▶ Brief
Reproduce all of the following lines, requests included, raising every bounding-box coordinate in the answers by 36. Leave the pictures out of your output.

--- START Excerpted data ---

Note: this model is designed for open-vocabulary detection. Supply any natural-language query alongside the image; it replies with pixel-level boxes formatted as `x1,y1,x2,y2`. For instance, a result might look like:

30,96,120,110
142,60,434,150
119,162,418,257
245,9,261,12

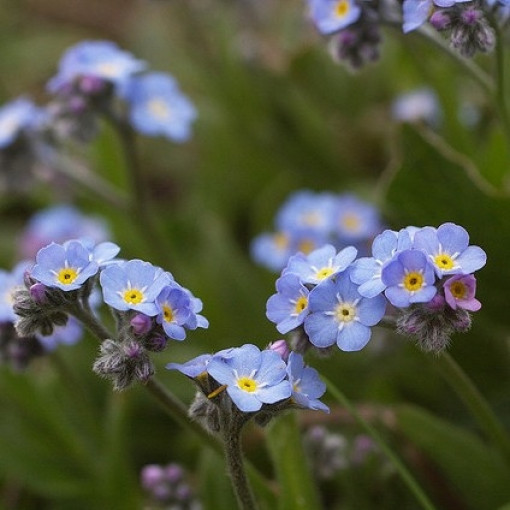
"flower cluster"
167,342,329,430
48,41,196,142
140,463,202,510
251,190,381,271
307,0,508,69
266,223,486,352
12,239,208,389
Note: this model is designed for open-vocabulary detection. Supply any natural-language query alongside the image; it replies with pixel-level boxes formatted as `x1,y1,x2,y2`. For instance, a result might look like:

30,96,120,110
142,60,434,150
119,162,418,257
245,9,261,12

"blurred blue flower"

--- END Excerpted data ---

▶ Response
Note: this model is designed for open-vocabulary detection. Supply any natural-language query alongside the image; it replies with pixel-level boxes formatted as `x1,y1,x2,y2`. For instance, a result might look like:

30,96,120,110
142,60,434,150
119,162,418,257
245,9,261,12

"flower cluster"
203,378,365,466
84,77,232,178
176,499,238,546
287,226,417,307
343,36,544,105
302,259,522,388
48,275,244,425
Note: this model is designed for open-vocabulary detection. Supply any natural-language query alongside the image; it replies with pixel-level boxes formatted as `x1,y1,x2,y2`. For instance, a result might look like:

30,96,120,110
142,60,434,150
119,162,418,257
245,9,261,12

"blurred blue flower"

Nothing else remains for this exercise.